» Texte à lire:
----

Pour qui rêvait, le temps d’un instant, d’être aux commandes d’un avion, d’un paquebot, ou d’un monocycle ; d’endosser le rôle d’un ivrogne, d’un dompteur de lion ou autres personnages farfelus titillant l’imaginaire, les studios photographiques et les fêtes foraines étaient un véritable terrain de jeu. Les « passe-têtes » connaîtront un certain succès dans les années 1920 et continuent aujourd’hui encore, avec leur charme désuet, à amuser les petits et les grands. 

Ces panneaux de bois aux décors humoristiques peints et ajourés pour que les clients viennent passer leur tête s’inscrivent dans les « récréations photographiques ». Ces dernières apparaissent autour de 1890 au moment où l’automatisation et l’industrialisation de la photographie se mettent en place. Kodak et son célèbre slogan « Vous appuyez sur le bouton, nous faisons le reste » permettent l’émergence d’une nouvelle génération de photographes amateurs. Afin de nourrir leur créativité, des ouvrages leur sont adressé avec, notamment, des conseils pour réaliser des portraits fantaisistes. Les studios et ateliers s’inspireront eux aussi de ces astuces pour tenter de renouveler leur pratique qui, entre l’abondance de ces photographes amateurs, la concurrence entre studios et la lassitude de la clientèle pour les portraits « classiques », sont en perte de vitesse. Ce renouveau se marquera par une offre de portraits avec « effet artistique » ou « en situation », dans des décors et costumes choisis par le client. L’utilisation de « passe-têtes » – à acheter dans le commerce ou à confectionner soi-même – fait également partie de ces possibilités pour amuser la clientèle. Ils connaîtront surtout un grand succès dans les studios présents dans les lieux touristiques et les fêtes foraines.

----

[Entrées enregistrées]
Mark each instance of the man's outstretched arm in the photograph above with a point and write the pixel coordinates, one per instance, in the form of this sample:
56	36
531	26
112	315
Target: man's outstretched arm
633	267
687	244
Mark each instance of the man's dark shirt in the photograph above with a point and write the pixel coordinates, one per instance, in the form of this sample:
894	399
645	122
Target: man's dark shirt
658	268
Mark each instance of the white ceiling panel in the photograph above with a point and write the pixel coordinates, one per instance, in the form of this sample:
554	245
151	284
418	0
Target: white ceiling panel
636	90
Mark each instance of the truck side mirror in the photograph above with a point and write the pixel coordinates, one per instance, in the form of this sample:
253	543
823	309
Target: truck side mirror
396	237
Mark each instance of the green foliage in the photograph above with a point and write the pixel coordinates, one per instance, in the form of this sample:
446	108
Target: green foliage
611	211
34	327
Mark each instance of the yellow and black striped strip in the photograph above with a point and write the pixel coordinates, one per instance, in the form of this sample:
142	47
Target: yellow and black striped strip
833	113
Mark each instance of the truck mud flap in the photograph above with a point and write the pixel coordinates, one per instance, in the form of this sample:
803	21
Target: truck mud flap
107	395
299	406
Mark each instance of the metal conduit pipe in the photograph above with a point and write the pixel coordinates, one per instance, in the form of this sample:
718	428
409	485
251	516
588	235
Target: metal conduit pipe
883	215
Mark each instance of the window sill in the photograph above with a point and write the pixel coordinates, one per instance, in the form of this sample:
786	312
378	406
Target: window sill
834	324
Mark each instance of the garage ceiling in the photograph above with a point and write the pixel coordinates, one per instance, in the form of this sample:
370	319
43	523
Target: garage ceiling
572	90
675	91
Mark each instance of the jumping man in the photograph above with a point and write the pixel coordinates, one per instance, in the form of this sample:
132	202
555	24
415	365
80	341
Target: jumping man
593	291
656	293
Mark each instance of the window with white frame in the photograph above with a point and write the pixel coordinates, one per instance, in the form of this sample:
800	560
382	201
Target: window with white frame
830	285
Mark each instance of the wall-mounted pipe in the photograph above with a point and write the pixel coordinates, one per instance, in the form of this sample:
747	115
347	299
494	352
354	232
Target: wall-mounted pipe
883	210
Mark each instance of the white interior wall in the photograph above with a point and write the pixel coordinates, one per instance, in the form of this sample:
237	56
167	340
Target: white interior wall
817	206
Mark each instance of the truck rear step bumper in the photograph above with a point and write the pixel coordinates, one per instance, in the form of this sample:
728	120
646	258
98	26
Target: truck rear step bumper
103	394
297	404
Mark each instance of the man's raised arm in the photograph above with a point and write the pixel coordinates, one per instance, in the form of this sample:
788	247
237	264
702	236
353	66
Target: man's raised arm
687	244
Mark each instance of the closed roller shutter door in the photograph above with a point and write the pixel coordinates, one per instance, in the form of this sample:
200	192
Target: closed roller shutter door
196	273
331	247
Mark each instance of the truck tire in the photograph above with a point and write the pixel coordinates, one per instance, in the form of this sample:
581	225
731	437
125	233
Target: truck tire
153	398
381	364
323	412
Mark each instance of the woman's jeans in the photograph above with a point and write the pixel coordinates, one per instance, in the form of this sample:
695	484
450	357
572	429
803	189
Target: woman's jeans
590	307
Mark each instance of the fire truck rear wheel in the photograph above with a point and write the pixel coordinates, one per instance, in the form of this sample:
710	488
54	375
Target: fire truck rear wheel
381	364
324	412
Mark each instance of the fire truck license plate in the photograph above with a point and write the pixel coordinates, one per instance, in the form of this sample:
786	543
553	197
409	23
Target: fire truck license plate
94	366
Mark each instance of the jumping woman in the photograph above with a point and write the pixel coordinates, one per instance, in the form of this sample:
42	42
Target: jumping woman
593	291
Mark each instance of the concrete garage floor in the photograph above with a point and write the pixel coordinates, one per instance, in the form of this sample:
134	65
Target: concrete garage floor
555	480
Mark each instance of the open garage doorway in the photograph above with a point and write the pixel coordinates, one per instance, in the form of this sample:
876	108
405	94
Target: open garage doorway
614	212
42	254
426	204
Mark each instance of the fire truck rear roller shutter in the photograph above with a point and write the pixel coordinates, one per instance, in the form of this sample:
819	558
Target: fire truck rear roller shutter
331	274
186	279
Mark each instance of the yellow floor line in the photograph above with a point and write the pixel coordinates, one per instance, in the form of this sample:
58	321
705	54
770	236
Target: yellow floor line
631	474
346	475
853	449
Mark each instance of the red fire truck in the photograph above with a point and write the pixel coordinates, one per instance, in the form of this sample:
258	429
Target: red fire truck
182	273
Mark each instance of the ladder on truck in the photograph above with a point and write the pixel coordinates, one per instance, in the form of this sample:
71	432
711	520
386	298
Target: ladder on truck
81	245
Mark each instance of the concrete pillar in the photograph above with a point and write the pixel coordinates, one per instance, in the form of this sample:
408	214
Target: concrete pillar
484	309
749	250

----

» Objectif: Recopiez fidèlement le passage du texte sur les passe-têtes qui va de « Pour qui rêvait, le » jusqu'à « et les grands. » inclus.

» Corrigé:
Pour qui rêvait, le temps d’un instant, d’être aux commandes d’un avion, d’un paquebot, ou d’un monocycle ; d’endosser le rôle d’un ivrogne, d’un dompteur de lion ou autres personnages farfelus titillant l’imaginaire, les studios photographiques et les fêtes foraines étaient un véritable terrain de jeu. Les « passe-têtes » connaîtront un certain succès dans les années 1920 et continuent aujourd’hui encore, avec leur charme désuet, à amuser les petits et les grands.